== BRIEF ==
Word for word, reproduce every line of the data.

[Stored data entries]

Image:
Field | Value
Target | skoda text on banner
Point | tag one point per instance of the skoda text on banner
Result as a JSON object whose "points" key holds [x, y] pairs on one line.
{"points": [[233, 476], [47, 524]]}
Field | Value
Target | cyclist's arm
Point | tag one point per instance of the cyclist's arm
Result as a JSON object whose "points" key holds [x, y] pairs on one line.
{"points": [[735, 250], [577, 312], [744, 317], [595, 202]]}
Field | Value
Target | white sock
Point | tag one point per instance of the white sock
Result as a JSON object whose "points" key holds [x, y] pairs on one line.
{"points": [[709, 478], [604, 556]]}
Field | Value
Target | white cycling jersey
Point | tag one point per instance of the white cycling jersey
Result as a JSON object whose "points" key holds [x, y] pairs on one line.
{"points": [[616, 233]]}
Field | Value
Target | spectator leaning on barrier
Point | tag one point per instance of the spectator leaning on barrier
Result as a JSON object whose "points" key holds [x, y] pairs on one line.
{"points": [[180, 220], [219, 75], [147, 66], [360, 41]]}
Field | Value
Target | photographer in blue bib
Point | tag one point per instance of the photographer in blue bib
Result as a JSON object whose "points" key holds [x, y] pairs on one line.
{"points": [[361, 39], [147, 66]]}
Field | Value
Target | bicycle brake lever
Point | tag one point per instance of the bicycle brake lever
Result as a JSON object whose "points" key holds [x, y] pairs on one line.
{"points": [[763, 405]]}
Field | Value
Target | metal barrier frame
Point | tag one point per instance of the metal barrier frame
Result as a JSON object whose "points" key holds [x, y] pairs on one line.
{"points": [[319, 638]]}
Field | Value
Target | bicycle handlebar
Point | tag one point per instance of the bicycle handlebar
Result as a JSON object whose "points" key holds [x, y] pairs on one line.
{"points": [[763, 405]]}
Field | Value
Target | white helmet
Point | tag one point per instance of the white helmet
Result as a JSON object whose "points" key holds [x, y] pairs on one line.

== RESPONSE ==
Image:
Field | Value
Target | skoda text on banner
Point | tag one point per instance of the skoda text on banner
Result as a JSON object whose "points" key holds [x, y] pairs on one line.
{"points": [[233, 476], [47, 524]]}
Field | Value
Target | cyclist's arm
Point | tag one point per instance of the cyclist's arm
Result as a JSON object whose "points" key holds [x, y] pairs on one line.
{"points": [[735, 250], [577, 312], [744, 317], [595, 202]]}
Field | Value
Target | white sock
Point | tag one point per instance of the white sock
Result as a JSON object whose "points" key holds [x, y] pairs on one line.
{"points": [[709, 478], [604, 556]]}
Field | Value
Target | white cycling jersey
Point | tag one point per instance of the white cycling jersey
Result as a JSON object whose "points" key holds [x, y] pairs on one line.
{"points": [[616, 233]]}
Field | Value
Target | spectator leaning on barrier
Point | tag one point per instance of the spectator leaning on barrier
Result as a JSON object whose "points" key holds [x, y] pairs on one line.
{"points": [[180, 220], [219, 75], [147, 66], [360, 41]]}
Field | Value
Target | photographer in blue bib
Point | tag one point per instance of the photographer in blue bib
Result as a JSON object whose "points" key holds [x, y] pairs on one line.
{"points": [[361, 39], [147, 66]]}
Field | Value
Target | bicycle brake lever
Point | tag one point per instance of the bicycle brake lever
Result as a JSON object whose "points" key holds [x, y] pairs on one line.
{"points": [[763, 405]]}
Field | Value
Target | metal barrier frame
Point | tag one point per instance of the metal barrier frame
Result as a JSON object whose "points" key holds [x, y] pairs on one line.
{"points": [[319, 638]]}
Field | Value
Target | bicycle handlebar
Point | tag one point per instance of the bicycle handlebar
Result as a JSON object whose "points" key holds [x, y] pairs on one line.
{"points": [[763, 405]]}
Field | Value
Target | white helmet
Point | tag one point per instance of the white helmet
Result as a JSON object whose "points" key holds [x, y] pairs on one line.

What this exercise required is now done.